[Pointing dataset records]
%%
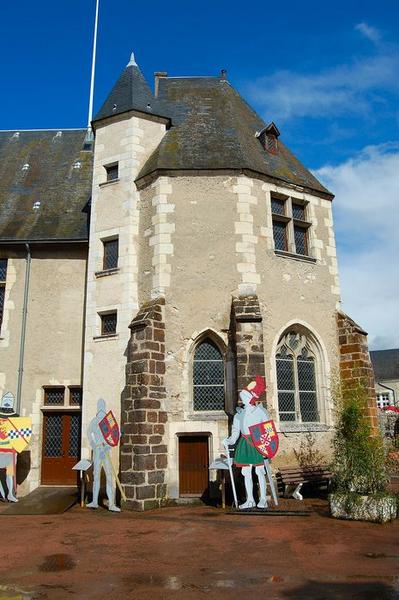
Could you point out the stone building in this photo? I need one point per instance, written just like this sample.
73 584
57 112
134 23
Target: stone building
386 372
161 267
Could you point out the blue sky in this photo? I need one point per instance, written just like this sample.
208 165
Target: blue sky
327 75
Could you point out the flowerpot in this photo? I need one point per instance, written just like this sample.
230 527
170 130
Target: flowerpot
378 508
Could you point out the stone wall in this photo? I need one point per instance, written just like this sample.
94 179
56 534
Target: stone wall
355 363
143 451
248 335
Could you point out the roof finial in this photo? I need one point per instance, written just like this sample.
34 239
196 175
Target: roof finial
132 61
%%
%%
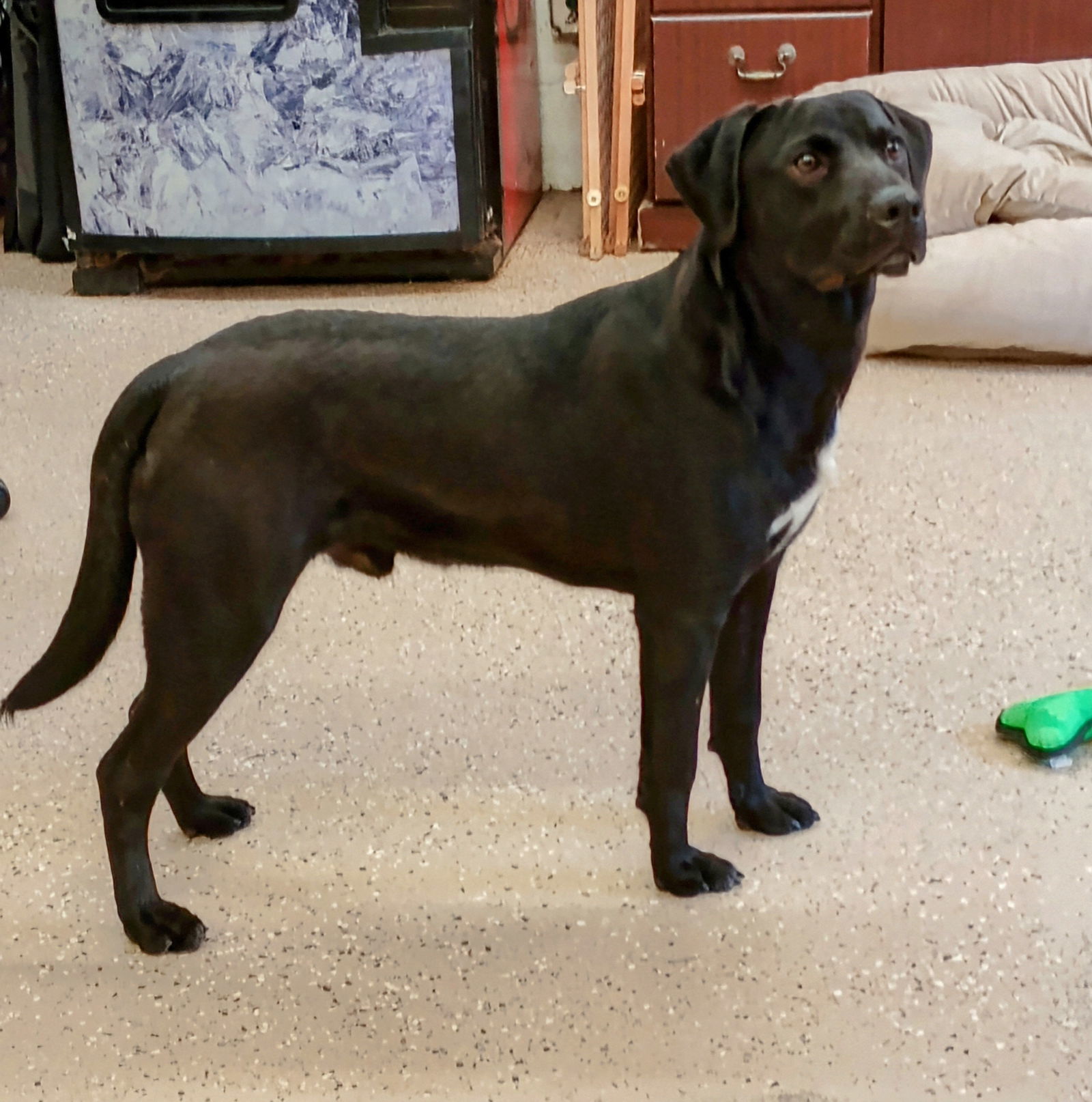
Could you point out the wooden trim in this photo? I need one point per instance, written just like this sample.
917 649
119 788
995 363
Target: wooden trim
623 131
%%
▶ [Required task]
Show every line of the entries that contains the word "sample", treating uppercase and lowercase letters as distinct.

▶ [Task output]
Could you point out the stone building in this photo? I need one point per instance, written just like this sample.
Could you point out the blue sky in this photo? I need one point per instance, written just like this sample.
Could you point out the flowerpot in this photo? I need one point per instance, written just like this sample.
Could you point out the stone wall in this photo? I need one point per instance, written just like this sample.
Could you point out the roof finial in this photo? I need one point per instance, written just like this sample.
Could you point out the wooden trim in this photo? I need one point per instance, written just like this sample.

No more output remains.